━━━━━ Source document ━━━━━
Australia: Ambulance services under pressure to cut costs

A report late last month by the Sydney Morning Herald revealed that operators at a Sydney emergency ambulance call centre are being pressured to persuade patients and their families to cancel ambulance dispatches in order to reduce costs.


The measure, which is endangering the lives of patients in New South Wales (NSW), is a result of gross underfunding by consecutive state governments and in line with the federal Labor government’s “health revolution,” which seeks to drive down public health spending.


According to the Herald, NSW Ambulance Service call centre operators received a letter in August from an unnamed operations manager. It directed them to try to convince Triple Zero callers not to use ambulances, but to make their own way to the hospital or wait and see a local doctor.


The letter stated: “Our performance in achieving a non-ambulance response has deteriorated in the last three months... Health advisers are to again focus on opportunities to achieve a non-ambulance response where appropriate.” Operators were told to emphasise the potentially long wait for an ambulance, and use other techniques to persuade callers to cancel their ambulance request.


Under the present system, if a call is deemed non-urgent, it is sent to the Health Access Coordination unit. A registered nurse interviews the caller about the nature of the emergency and decides whether an ambulance should be dispatched—a process known as triage. If the case is determined to be serious, the caller is transferred back to Triple Zero and an ambulance sent.


According to NSW Ambulance Service statistics, 5-10 percent of calls were cancelled in 2008 but an unnamed Ambulance Service official told the Herald that this figure had climbed to 10-18 percent in recent months.


Ambulance service spokesmen immediately claimed that they were being “plagued” by many irrelevant or trivial calls, such as for minor ailments or injuries, while at the same time denying that such a letter had been sent to staff.
━━━━━ Recorded data ━━━━━
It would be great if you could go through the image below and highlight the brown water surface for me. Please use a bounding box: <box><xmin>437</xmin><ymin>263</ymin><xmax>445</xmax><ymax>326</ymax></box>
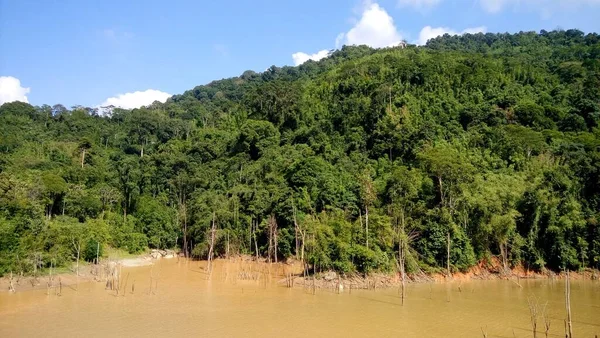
<box><xmin>0</xmin><ymin>259</ymin><xmax>600</xmax><ymax>337</ymax></box>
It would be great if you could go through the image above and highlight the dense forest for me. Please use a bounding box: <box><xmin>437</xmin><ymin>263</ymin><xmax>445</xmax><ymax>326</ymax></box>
<box><xmin>0</xmin><ymin>30</ymin><xmax>600</xmax><ymax>275</ymax></box>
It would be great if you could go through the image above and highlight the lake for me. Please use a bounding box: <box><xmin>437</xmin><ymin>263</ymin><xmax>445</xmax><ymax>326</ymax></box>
<box><xmin>0</xmin><ymin>259</ymin><xmax>600</xmax><ymax>337</ymax></box>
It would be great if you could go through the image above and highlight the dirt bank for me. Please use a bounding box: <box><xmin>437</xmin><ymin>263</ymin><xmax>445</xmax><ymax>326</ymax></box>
<box><xmin>0</xmin><ymin>250</ymin><xmax>178</xmax><ymax>292</ymax></box>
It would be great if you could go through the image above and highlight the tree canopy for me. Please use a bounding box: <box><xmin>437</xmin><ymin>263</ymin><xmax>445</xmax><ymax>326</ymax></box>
<box><xmin>0</xmin><ymin>30</ymin><xmax>600</xmax><ymax>274</ymax></box>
━━━━━
Assignment:
Continue the article on pressure on NSW ambulance services to cut costs, starting after its final sentence.

Result of this task:
NSW state Opposition leader John Robertson denounced the policy of encouraging cancellations as a “recipe for disaster.” But Health Minister Jillian Skinner pointed out that it was introduced under the previous state Labor government, which was in office for 16 years.


Ambulance services in NSW have been grossly underfunded for decades under conditions of rapidly expanding population, particularly in the state capital Sydney, which has grown by 1.2 million people to 4.5 million in the past decade. Despite this growth, there has been no increase in emergency ambulance crew numbers since 2007.


Paramedics often work 12 to 14 hours straight without rest and meal breaks. State ambulance management routinely relies on unqualified officers to staff rosters. No additional ambulance stations have been built in Sydney since 1988, and only two in Sydney’s southwest, a major growth area, in the past 40 years.


Annual use of the NSW Ambulance Service increased by 1.5 percent in the past financial year to a total of 1.15 million responses, with roughly three quarters of these for recognised emergencies.


Average response times have been lengthening dangerously. In 2005-6, the longest monthly average was about 9.8 minutes but in the past financial year the state average climbed to 10.6 minutes. This is expected to rise to about 11 minutes this year.


A key factor in the worsening response times is delays at public hospitals, which receive most emergency cases. Official reports on NSW ambulance waiting times in September revealed that one in eight ambulance transfers took more than twice the recommended maximum of 30 minutes. Large regional hospitals had the worst figures. At Wollongong Hospital, for example, over 500 patients requiring immediate admission, or more than a third brought by ambulance, had to wait for an hour or more before they were moved out of the vehicle.


This developing crisis flows from the federal Labor government’s “health revolution,” which includes the introduction of “case-mix” funding that pays hospitals only for actual procedures performed, and according to national “efficiency prices.” States are expected to cut costs to meet the efficiency price or face financial penalties. This creates a clear pressure on state governments to push down health care spending. (See: “Australian hospital waiting times worsen under ‘health reform’”).


Though the federal government does not directly fund state ambulance services, it is the main source of funding for health-care, and can effectively force the states to cut their public health budgets.


On August 24, in the adjoining state of Victoria, the Baillieu Liberal government sacked Ambulance Victoria’s board of management over “poor financial and operational performance.” The state ambulance service subsequently announced it would slash its annual operating costs by 12.5 percent. According to Ambulance Victoria chief executive Greg Sasella, this included “steps to reduce any areas of unnecessary expense.”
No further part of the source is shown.